* [WRITTEN INSTRUCTION] Print every one of the rows below verbatim, omitting the pictures.

— START DATA SHOWN —

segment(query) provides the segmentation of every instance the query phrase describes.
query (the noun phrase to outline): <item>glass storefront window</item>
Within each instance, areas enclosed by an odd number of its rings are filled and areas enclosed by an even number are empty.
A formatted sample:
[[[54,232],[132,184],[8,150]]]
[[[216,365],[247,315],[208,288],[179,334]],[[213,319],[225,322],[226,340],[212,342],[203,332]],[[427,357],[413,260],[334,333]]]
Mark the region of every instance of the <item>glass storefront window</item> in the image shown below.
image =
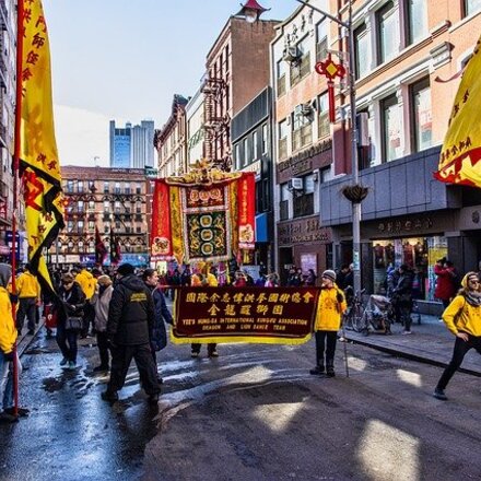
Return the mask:
[[[447,257],[447,239],[443,236],[373,241],[374,293],[386,294],[388,269],[406,263],[414,272],[413,298],[434,301],[433,269],[443,257]]]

— END DATA SHOWN —

* [SOLUTION TO THIS PROBLEM]
segment(query) provides the segmentation of every instance the query phrase describes.
query (the noun phrase to outline): <item>glass storefront window</item>
Within each instance, areas enclosed by an odd number of its rings are filled and areas enclosed by an even number are empty.
A formatted sample:
[[[54,232],[132,184],[8,150]]]
[[[216,365],[247,315],[208,288],[179,334]],[[213,319],[225,322],[226,340],[212,342],[203,332]],[[427,357],[413,260],[334,333]]]
Mark the region of every instance of the <item>glass storefront window</item> in the image shown below.
image =
Return the mask:
[[[447,257],[447,239],[443,236],[373,241],[374,293],[386,294],[388,269],[406,263],[414,272],[413,298],[434,301],[433,269],[443,257]]]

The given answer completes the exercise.